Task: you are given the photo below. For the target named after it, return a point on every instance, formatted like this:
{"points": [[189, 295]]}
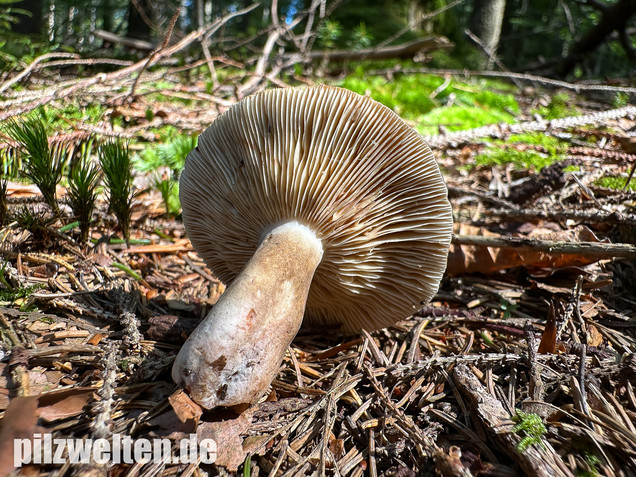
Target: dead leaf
{"points": [[594, 337], [64, 403], [548, 340], [226, 432], [184, 407], [19, 422], [96, 339]]}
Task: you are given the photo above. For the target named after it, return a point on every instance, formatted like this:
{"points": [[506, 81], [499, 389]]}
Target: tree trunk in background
—————
### Task requirements
Give back the records exactly, minus any pictures.

### Expected output
Task: you are given the photo below. For the target named after it, return a point on every instance, formatted like this:
{"points": [[189, 295]]}
Target: dead leaf
{"points": [[594, 337], [64, 403], [548, 340], [226, 432], [184, 407], [19, 422], [96, 339]]}
Task: you are given the photo above. For the target named after it, return a point on every instance, formatted like this:
{"points": [[506, 81], [499, 389]]}
Target: tree trunk in background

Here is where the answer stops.